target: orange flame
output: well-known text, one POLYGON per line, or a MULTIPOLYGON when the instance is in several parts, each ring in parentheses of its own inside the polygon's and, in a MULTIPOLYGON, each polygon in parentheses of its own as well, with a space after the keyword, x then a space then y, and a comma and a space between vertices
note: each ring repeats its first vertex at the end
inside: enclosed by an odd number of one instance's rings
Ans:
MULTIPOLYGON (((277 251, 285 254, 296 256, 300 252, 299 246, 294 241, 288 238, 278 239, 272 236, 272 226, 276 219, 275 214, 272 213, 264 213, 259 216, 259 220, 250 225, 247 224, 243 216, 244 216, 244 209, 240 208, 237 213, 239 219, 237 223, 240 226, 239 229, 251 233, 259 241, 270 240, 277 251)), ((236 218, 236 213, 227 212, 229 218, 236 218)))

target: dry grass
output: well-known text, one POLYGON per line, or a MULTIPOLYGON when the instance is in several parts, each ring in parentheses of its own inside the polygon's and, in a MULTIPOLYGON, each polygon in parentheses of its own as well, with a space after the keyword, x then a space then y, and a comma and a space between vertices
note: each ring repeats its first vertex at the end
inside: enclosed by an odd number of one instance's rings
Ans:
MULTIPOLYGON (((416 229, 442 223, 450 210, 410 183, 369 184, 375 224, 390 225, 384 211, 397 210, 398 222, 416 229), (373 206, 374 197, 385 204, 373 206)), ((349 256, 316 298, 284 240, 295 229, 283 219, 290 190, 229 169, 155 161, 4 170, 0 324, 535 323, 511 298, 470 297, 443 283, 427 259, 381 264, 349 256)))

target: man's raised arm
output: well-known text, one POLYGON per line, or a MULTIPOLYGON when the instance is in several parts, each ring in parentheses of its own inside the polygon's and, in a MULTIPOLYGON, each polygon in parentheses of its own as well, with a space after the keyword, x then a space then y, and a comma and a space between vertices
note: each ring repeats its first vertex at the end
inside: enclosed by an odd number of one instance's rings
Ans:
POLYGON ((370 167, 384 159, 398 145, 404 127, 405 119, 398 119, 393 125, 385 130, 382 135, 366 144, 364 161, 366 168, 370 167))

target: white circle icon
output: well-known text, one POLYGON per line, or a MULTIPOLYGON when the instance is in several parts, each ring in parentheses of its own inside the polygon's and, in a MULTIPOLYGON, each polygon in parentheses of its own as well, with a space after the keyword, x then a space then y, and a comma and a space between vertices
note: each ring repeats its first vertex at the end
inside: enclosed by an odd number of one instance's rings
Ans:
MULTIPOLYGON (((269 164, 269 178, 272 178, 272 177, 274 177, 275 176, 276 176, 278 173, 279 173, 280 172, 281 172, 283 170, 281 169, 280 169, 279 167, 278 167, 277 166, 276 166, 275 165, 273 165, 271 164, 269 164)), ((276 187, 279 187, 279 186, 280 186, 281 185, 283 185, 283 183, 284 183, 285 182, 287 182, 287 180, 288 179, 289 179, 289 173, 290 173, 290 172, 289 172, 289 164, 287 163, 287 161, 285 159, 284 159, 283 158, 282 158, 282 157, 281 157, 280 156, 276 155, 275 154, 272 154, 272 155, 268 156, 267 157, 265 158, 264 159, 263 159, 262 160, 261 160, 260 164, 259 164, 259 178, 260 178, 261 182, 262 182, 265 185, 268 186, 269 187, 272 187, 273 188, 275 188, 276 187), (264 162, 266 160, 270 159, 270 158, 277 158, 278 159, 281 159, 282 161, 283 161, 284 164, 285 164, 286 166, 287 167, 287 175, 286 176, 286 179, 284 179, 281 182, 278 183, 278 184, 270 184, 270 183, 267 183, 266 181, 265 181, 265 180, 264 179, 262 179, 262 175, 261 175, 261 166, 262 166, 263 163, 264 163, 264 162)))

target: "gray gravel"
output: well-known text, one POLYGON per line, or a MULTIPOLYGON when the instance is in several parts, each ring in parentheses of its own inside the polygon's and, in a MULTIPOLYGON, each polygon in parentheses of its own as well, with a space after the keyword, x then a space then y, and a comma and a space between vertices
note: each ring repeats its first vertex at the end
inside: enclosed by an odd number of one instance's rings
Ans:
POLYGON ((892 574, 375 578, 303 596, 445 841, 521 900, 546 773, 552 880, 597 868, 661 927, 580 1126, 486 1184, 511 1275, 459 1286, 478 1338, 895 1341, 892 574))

• [Exercise requirements]
Rewrite all the records above with "target" switched to "label" wherever it appears, leaving everything else as it is.

• [Solution]
label: orange flame
output: well-known text, one POLYGON per line, or a MULTIPOLYGON when the instance is in several parts, each ring in parentheses of its own inside the polygon's and, in a MULTIPOLYGON, each polygon in parentheses of its own as well, with a space after the keyword, x then a space then y, and a comma and a space between vertices
note: each ring repeats its first vertex at the end
inside: enclosed by an odd number of one instance's rings
Ans:
MULTIPOLYGON (((277 251, 285 254, 296 256, 300 252, 299 246, 294 241, 288 238, 278 239, 272 236, 272 226, 276 219, 275 214, 272 213, 264 213, 259 216, 259 220, 250 225, 247 224, 243 216, 244 216, 244 209, 240 208, 237 213, 239 219, 237 223, 240 226, 239 229, 251 233, 259 241, 270 240, 277 251)), ((236 218, 236 213, 227 212, 229 218, 236 218)))

label: dry grass
output: well-known text, one POLYGON per line, or a MULTIPOLYGON when the instance is in several parts, each ring in parentheses of its own inside the polygon's and, in a MULTIPOLYGON, each polygon in parentheses of its own as well, with a space after the keyword, x then a space then y, and a comma and a space between vertices
note: each ring repeats its first vertex at the end
inside: enclosed by an odd number of one instance's rings
Ans:
MULTIPOLYGON (((416 229, 442 223, 450 210, 410 183, 369 184, 375 224, 390 225, 384 211, 397 210, 398 222, 416 229), (373 206, 374 197, 385 204, 373 206)), ((349 256, 316 298, 284 240, 295 229, 283 219, 290 190, 229 169, 155 161, 4 170, 0 324, 535 323, 511 298, 470 297, 443 283, 427 259, 381 264, 349 256)))

label: man's raised arm
output: well-known text, one POLYGON per line, or a MULTIPOLYGON when the instance is in several parts, each ring in parentheses of its own inside the polygon's and, in a MULTIPOLYGON, each polygon in parentheses of its own as well, with a space after the keyword, x then a space then y, and a comma and a space between vertices
note: each ring repeats its first vertex at the end
inside: enclosed by an odd number of one instance's rings
Ans:
POLYGON ((370 167, 384 159, 398 145, 404 127, 405 119, 398 119, 393 125, 385 130, 382 135, 366 144, 364 161, 366 168, 370 167))

label: white circle icon
output: well-known text, one POLYGON per line, or a MULTIPOLYGON when the instance is in several parts, each ring in parentheses of its own inside the polygon's and, in a MULTIPOLYGON, each polygon in parentheses of its own as well, with a space after the keyword, x then a space then y, and a comma and a space between vertices
note: each ring repeats its first vertex at the end
inside: enclosed by an odd number of one instance's rings
Ans:
MULTIPOLYGON (((269 164, 269 178, 272 178, 272 177, 274 177, 275 176, 276 176, 278 173, 279 173, 280 172, 281 172, 283 170, 281 169, 280 169, 279 167, 278 167, 277 166, 276 166, 275 165, 273 165, 271 164, 269 164)), ((276 187, 279 187, 279 186, 280 186, 281 185, 283 185, 283 183, 284 183, 285 182, 287 182, 287 180, 288 179, 289 179, 289 173, 290 173, 290 172, 289 172, 289 164, 287 163, 287 161, 285 159, 284 159, 283 158, 282 158, 282 157, 281 157, 280 156, 276 155, 275 154, 272 154, 272 155, 268 156, 267 157, 265 158, 264 159, 263 159, 262 160, 261 160, 260 164, 259 164, 259 178, 260 178, 261 182, 262 182, 265 185, 268 186, 269 187, 272 187, 273 188, 275 188, 276 187), (264 162, 266 160, 270 159, 270 158, 277 158, 278 159, 281 159, 282 161, 283 161, 284 164, 285 164, 286 166, 287 167, 287 175, 286 176, 286 179, 284 179, 281 182, 278 183, 278 184, 270 184, 270 183, 267 183, 266 181, 265 181, 265 180, 264 179, 262 179, 262 175, 261 175, 261 166, 262 166, 263 163, 264 163, 264 162)))

label: "gray gravel"
output: well-known text, one POLYGON per line, or a MULTIPOLYGON when the instance is in several parts, each ring in parentheses of its own inside the polygon's and, in a MULTIPOLYGON, each polygon in parentheses of its own as well, with a space after the keyword, x then a space then y, and a comma and a space between vertices
note: each ring repeats its first vertex at the end
inside: enclosed by an odd number of one instance's rings
Ans:
POLYGON ((892 574, 375 578, 303 596, 445 841, 521 900, 546 773, 552 880, 597 868, 661 927, 580 1126, 486 1184, 511 1275, 459 1286, 478 1338, 895 1341, 892 574))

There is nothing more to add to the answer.